((
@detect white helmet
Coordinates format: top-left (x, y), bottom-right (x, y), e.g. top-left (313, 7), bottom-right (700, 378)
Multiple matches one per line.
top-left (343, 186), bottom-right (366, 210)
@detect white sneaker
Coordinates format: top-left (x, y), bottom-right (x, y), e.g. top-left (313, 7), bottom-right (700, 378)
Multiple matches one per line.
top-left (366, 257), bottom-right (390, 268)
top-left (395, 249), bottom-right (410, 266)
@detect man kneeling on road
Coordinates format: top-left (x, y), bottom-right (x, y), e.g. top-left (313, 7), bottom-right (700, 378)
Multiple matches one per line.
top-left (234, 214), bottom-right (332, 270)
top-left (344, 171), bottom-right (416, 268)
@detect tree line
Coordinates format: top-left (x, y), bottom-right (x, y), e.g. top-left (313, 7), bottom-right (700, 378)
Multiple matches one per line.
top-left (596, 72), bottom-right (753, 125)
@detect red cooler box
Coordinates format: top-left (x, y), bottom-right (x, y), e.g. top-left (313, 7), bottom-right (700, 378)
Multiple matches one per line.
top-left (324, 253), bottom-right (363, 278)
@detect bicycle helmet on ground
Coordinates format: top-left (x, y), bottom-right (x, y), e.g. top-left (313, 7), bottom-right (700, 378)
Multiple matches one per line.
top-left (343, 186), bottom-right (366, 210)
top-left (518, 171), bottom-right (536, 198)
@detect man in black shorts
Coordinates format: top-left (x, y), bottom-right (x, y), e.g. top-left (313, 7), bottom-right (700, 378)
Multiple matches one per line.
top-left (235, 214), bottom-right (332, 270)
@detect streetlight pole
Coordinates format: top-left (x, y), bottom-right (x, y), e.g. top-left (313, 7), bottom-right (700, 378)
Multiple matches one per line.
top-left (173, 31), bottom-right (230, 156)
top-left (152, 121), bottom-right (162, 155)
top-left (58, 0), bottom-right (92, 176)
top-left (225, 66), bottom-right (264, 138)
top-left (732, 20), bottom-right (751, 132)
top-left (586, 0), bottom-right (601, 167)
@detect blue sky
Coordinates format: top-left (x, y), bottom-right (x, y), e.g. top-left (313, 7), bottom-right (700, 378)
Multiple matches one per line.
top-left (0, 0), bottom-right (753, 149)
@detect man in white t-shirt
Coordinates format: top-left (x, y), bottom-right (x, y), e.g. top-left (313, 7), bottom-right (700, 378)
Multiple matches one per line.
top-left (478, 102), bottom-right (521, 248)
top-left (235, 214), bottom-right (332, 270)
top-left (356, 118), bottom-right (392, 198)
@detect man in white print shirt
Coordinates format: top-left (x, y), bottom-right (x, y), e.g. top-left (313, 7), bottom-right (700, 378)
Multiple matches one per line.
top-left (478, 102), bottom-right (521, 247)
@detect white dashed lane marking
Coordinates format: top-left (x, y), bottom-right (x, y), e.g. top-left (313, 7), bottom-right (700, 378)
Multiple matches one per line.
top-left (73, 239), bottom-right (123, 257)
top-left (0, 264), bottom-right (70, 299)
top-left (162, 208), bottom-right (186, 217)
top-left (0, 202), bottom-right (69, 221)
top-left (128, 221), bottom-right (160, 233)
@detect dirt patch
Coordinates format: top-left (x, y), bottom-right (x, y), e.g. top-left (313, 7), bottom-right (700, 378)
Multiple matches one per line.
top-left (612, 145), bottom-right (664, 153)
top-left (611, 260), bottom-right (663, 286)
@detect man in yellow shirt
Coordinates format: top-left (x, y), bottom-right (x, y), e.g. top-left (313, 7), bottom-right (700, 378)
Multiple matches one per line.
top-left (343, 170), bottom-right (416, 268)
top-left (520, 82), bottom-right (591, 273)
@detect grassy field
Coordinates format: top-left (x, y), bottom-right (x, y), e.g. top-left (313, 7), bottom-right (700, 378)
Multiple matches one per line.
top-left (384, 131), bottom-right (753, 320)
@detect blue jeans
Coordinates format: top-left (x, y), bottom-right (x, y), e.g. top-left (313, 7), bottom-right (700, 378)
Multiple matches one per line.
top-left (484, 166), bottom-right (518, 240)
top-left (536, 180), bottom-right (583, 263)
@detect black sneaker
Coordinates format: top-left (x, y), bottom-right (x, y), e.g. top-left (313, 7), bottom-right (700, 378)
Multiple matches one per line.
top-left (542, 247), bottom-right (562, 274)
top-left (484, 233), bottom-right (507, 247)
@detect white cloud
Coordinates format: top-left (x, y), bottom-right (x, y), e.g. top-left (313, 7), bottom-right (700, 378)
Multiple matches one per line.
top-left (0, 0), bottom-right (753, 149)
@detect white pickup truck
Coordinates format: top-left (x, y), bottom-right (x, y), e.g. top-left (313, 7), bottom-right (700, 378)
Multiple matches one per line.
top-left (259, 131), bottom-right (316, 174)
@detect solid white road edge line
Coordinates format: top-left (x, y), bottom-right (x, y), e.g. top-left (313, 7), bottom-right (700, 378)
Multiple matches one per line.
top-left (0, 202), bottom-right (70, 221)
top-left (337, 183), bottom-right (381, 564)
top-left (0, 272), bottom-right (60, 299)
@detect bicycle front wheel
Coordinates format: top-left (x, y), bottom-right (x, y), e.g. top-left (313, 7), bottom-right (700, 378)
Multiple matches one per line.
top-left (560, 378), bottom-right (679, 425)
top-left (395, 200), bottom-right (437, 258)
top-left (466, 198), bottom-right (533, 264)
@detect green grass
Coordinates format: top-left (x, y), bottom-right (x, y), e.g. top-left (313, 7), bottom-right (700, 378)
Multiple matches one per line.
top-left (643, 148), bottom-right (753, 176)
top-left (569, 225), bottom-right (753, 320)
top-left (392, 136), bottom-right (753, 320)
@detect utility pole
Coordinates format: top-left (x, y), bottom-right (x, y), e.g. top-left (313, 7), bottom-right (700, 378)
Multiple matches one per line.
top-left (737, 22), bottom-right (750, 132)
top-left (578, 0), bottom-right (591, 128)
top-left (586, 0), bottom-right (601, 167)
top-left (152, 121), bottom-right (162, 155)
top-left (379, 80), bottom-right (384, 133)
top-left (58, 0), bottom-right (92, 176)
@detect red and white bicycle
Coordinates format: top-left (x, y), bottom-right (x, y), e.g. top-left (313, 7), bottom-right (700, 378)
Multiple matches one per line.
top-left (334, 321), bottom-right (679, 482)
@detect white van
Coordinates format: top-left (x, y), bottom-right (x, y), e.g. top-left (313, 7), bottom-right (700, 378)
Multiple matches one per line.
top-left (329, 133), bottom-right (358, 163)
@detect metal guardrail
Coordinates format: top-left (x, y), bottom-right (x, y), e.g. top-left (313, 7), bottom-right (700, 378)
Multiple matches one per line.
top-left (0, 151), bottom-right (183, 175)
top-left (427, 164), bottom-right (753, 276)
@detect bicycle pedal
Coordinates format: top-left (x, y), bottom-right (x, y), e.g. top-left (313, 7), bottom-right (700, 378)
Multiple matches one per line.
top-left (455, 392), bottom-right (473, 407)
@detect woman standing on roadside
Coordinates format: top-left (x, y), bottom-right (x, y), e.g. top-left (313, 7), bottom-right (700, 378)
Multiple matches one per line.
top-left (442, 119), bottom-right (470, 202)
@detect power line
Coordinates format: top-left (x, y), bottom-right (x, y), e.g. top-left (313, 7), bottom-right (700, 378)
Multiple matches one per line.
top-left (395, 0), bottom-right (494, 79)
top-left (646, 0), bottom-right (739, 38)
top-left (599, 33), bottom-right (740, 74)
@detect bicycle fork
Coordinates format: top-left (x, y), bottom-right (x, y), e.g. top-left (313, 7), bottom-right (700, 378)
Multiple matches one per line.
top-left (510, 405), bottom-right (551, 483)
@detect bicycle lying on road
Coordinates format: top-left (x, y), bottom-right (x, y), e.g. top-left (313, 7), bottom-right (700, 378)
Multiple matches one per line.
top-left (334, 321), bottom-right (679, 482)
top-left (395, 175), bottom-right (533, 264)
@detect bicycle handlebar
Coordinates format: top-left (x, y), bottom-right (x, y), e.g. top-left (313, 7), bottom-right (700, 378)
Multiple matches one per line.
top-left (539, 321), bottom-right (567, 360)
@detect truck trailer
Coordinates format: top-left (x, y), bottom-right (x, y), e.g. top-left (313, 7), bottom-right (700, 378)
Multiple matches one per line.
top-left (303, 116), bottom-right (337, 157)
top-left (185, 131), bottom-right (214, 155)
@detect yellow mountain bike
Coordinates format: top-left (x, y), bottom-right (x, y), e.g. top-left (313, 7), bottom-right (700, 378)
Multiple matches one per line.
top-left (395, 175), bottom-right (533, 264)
))
The problem: Copy out the rows from the very start through the line holding "top-left (395, 249), bottom-right (410, 266)", including both ends, keeping each line as it appears.

Exercise response:
@detect white helmet
Coordinates format: top-left (x, y), bottom-right (x, y), e.g. top-left (313, 7), bottom-right (700, 378)
Multiple matches one per line.
top-left (343, 186), bottom-right (366, 210)
@detect white sneaker
Coordinates format: top-left (x, y), bottom-right (x, y), e.g. top-left (313, 7), bottom-right (700, 378)
Multiple matches one per line.
top-left (366, 257), bottom-right (390, 268)
top-left (395, 249), bottom-right (410, 266)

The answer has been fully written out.